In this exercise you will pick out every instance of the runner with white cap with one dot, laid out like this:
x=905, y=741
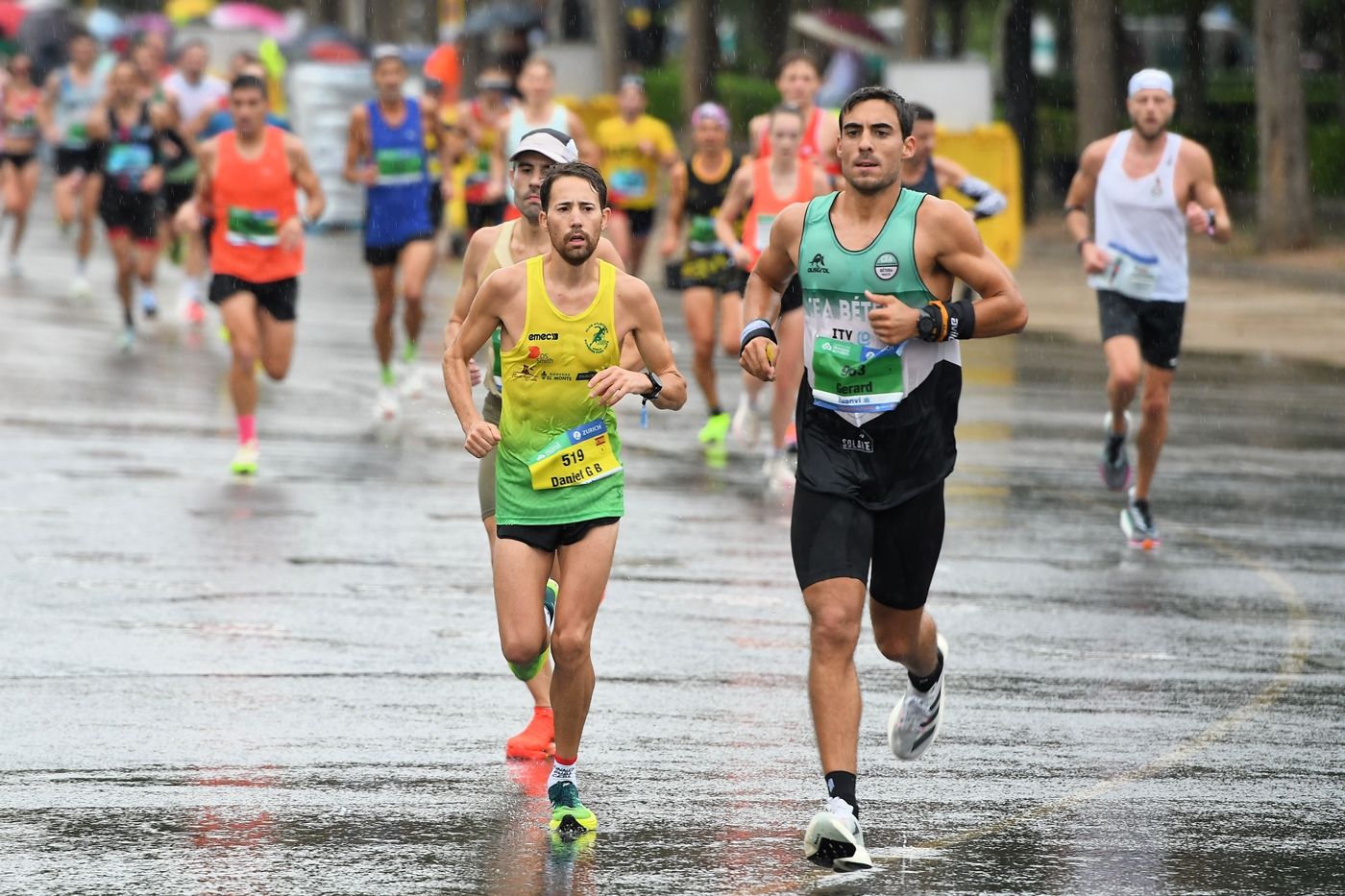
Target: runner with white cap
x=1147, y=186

==

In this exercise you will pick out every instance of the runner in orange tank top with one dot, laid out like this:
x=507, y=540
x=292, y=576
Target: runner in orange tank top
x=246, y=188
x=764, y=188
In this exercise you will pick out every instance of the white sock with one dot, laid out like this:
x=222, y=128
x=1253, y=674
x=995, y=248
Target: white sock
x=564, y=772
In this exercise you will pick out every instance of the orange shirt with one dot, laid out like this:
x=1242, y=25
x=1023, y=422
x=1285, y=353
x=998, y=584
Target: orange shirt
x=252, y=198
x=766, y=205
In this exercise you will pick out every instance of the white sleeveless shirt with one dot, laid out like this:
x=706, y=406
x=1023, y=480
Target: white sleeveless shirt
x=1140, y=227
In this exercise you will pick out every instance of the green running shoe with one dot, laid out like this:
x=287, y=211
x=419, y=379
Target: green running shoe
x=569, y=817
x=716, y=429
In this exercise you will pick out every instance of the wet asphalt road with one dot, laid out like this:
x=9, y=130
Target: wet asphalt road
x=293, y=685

▸ **DIRECTIONS**: Every line in the listing above that mentions "like" should be returned.

▸ **RESULT OF THIS EXERCISE**:
In this exercise you will pick out every instance of the runner with white cap with one dot, laid out like this:
In this exercise you will pick out every instance of the runner in orange tank top with one dot, laid out like this:
In this exercise you will pick out every instance of the white sock with one dot, laid out like this:
In this exercise you will pick out every instance of the orange shirt with one dot, laid out like this:
In this exercise you will pick out every instance of the white sleeveless shirt with one dot, laid out like this:
In this exercise you will pick out every instance of the green running shoe with one dot, laid out like this:
In this exercise you will pick out every instance of the wet asphalt road with one dot, laid out like this:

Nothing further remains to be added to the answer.